(Labeled-object pointing entries)
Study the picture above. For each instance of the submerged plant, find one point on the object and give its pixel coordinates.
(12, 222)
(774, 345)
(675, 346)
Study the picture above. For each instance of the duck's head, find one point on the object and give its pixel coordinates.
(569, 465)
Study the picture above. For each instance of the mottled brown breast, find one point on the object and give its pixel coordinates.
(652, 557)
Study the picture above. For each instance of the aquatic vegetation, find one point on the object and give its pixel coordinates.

● **Stated problem**: Lay out the material as a numbered list, beginning with the line that contains "Study the picture above. For each instance of the duck's" and running through the end of the material. Leave out blank lines.

● **Answer to the task**:
1. Study the picture above. For each instance of the duck's head, find one point on the object and give its pixel coordinates.
2. (569, 465)
3. Study the picture above. For each instance of the mottled brown breast, find one point on the object and give its pixel coordinates.
4. (652, 557)
5. Study the picture above. For each instance of the aquatic vegetation, find one point on the object and give its pixel coordinates.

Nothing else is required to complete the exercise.